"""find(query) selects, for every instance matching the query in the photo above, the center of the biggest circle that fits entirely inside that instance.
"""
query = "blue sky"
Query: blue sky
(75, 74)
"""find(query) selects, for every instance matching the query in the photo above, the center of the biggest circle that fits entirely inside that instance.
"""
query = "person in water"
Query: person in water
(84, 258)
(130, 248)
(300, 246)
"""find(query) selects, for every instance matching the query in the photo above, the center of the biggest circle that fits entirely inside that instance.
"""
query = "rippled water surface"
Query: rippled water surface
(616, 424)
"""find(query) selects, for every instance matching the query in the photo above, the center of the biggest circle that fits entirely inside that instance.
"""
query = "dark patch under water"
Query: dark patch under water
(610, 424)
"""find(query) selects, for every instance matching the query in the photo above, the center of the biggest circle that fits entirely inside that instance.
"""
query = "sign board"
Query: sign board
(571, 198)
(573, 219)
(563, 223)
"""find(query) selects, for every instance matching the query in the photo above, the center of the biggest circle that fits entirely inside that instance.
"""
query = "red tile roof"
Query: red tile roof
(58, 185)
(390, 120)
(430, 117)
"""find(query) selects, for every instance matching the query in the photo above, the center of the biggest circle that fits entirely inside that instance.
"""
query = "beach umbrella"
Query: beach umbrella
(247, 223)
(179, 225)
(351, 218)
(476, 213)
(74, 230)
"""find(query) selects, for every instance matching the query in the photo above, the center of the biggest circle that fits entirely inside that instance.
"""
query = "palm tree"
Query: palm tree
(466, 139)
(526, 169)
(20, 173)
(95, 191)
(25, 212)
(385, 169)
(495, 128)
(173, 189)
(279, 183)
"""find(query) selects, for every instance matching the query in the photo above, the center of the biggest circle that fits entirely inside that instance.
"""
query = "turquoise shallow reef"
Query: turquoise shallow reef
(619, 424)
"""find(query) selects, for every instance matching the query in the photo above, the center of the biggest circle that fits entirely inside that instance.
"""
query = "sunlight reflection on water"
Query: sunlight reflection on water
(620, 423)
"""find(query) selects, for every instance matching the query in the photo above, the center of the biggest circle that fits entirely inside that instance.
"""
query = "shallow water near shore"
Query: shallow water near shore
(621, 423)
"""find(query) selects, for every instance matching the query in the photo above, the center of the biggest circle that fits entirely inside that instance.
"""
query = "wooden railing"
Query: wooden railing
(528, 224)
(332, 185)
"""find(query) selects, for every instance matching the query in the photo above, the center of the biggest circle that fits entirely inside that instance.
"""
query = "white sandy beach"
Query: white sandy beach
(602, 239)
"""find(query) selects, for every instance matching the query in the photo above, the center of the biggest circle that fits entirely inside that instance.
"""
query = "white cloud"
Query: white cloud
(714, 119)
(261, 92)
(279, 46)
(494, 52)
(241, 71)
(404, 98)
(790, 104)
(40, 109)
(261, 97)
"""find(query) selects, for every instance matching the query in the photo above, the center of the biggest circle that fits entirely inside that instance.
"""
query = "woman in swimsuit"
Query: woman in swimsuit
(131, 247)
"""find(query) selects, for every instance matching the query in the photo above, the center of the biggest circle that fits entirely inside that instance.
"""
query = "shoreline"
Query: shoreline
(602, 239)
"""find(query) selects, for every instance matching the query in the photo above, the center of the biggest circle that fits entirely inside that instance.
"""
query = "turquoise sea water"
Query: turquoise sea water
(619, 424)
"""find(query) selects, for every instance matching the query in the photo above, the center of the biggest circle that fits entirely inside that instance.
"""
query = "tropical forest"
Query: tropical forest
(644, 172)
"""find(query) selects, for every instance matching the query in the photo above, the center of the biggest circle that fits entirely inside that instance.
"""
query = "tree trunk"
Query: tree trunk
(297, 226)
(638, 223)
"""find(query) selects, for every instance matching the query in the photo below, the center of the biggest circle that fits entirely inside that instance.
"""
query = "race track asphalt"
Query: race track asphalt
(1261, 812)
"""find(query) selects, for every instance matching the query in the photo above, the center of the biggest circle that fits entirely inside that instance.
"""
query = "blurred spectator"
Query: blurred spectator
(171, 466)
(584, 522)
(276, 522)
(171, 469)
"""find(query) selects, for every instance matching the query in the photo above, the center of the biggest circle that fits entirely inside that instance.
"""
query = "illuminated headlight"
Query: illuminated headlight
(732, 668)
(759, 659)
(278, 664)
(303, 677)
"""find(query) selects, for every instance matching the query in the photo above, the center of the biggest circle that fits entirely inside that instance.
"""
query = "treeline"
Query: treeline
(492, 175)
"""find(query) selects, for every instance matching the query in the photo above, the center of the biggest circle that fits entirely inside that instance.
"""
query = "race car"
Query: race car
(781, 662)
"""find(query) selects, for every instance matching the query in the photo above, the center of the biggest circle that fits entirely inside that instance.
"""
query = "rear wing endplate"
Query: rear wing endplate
━━━
Make an exact copy of every entry.

"""find(query) selects, for every instance matching the query in the photo above, the center of the biggest circle that fits entirely inside that instance.
"""
query = "blue sky"
Query: blue sky
(75, 74)
"""find(query) selects, for every instance matching the query in the photo above, the center of the biggest circle that fits entirely inside that instance.
"""
query = "person in water"
Query: person in water
(84, 258)
(130, 248)
(300, 246)
"""find(query) selects, for every instance matching the query in the photo above, the center of the biggest circle that fits entirely inside that instance.
"""
query = "rippled water surface"
Query: rippled water surface
(616, 424)
"""find(query) selects, for every instance matching the query in the photo above, the center of the biggest circle that fits entirely inside that instance.
"""
query = "dark patch under water"
Query: dark patch under water
(610, 424)
"""find(query) selects, for every instance matching the query in the photo above, the center of the biggest circle that fits entirely inside that instance.
"""
query = "sign board"
Query: sign board
(571, 198)
(573, 219)
(563, 223)
"""find(query) selects, for every instance matching the query in the photo above, the center of the biggest circle that fits entirely inside that instance.
"""
query = "red tile roof"
Query: red tile roof
(58, 185)
(390, 120)
(430, 117)
"""find(query) selects, for every instance matching the query in the photo above, the center of the biggest circle that fits entirely inside that instance.
"""
query = "beach umbrella"
Query: beach umbrella
(247, 223)
(179, 225)
(351, 218)
(476, 213)
(74, 230)
"""find(query) selects, for every instance matching the query in the photo above, the center of the biggest circle that fits entirely inside that instance.
"""
query = "palm tree"
Query: palm tree
(466, 139)
(526, 169)
(20, 173)
(95, 191)
(25, 212)
(385, 169)
(495, 128)
(173, 189)
(279, 183)
"""find(query) selects, for every instance matching the query in the photo above, the center of the biggest circle that fits entirely inside that instance.
"""
query = "turquoise shallow reef"
Query: turquoise shallow reef
(619, 424)
"""find(query) selects, for every instance matching the query in the photo above, the center of the biggest circle that fits entirely inside that instance.
"""
query = "sunlight reflection on water"
Query: sunlight reflection on water
(620, 423)
"""find(query) selects, for every instance matching the query in the photo above, the center of the biggest circle that fits entirely inside that instance.
"""
query = "shallow water near shore"
Query: shallow water near shore
(621, 423)
"""find(query) selects, for every instance matching the query in the photo above, the center of the biggest circle that fits entirely inside that instance.
"""
query = "wooden railing"
Query: wooden railing
(528, 224)
(332, 185)
"""find(query) selects, for every instance matching the query in the photo above, the center of the biggest circle that fits entirely inside that instance.
"""
query = "white sandy beach"
Query: white sandy beach
(602, 239)
"""find(query) selects, for every instance matching the query in the photo above, the center of the biggest circle that fits entirely inside that instance.
"""
query = "white cloud"
Query: white cloud
(714, 119)
(261, 92)
(279, 46)
(494, 52)
(241, 71)
(404, 98)
(790, 104)
(40, 109)
(261, 97)
"""find(query) selects, for every instance matching the query in the photo above, the center of the biggest circle that fits entirely inside that instance.
"""
query = "woman in swimsuit"
Query: woman in swimsuit
(131, 247)
"""find(query) selects, for every instance matching the query in the photo above, the center of the biggest circle that fits entirely inside that instance.
"""
query = "shoreline"
Query: shoreline
(602, 239)
"""find(query) selects, for every instance matching the query in the photo above, the center of the biggest circle that fits entirely inside that instance.
"""
query = "turquoise sea water"
Query: turquoise sea water
(619, 424)
"""find(query) selects, for every instance matching the query in the photo above, the center of the biggest circle that fits entirely inside that instance.
"""
query = "tropical forest"
Query: tropical forest
(644, 172)
"""find(query) selects, for every instance matching the query in the photo above, the center of the biggest circle that fits entirely inside that instance.
"""
query = "tree trunk"
Query: tree trunk
(297, 226)
(638, 223)
"""find(query) selects, for every instance matching the query in the photo below, the center of the biggest circle that fits entirely inside that instance.
"""
query = "race track asphalt"
Query: race track asphalt
(1261, 812)
"""find(query) selects, for every instance matching the query in the photo above, the center of the biggest circle that fits entirely inside that instance.
"""
query = "blurred spectator"
Query: blurred spectator
(171, 466)
(584, 522)
(276, 522)
(171, 469)
"""find(query) selects, for every instance matching the query in the photo above, the center of the biggest circle that fits entirely inside that instance.
"""
query = "illuminated headlight"
Query: illuminated headlight
(732, 668)
(759, 659)
(278, 664)
(303, 677)
"""find(query) selects, for every instance matching the query in the photo above, the center of the biggest circle that fits entirely inside that instance.
"""
query = "treeline"
Query: treeline
(492, 175)
"""find(query) selects, for every instance matching the query in the photo above, the center of the biggest circle that fits entirely inside that instance.
"""
query = "race car"
Query: race car
(781, 662)
"""find(query) selects, for every instance matching the query in the photo above, the center of the biggest circle that fits entirely inside that instance.
"""
query = "rear wing endplate"
Query: rear wing endplate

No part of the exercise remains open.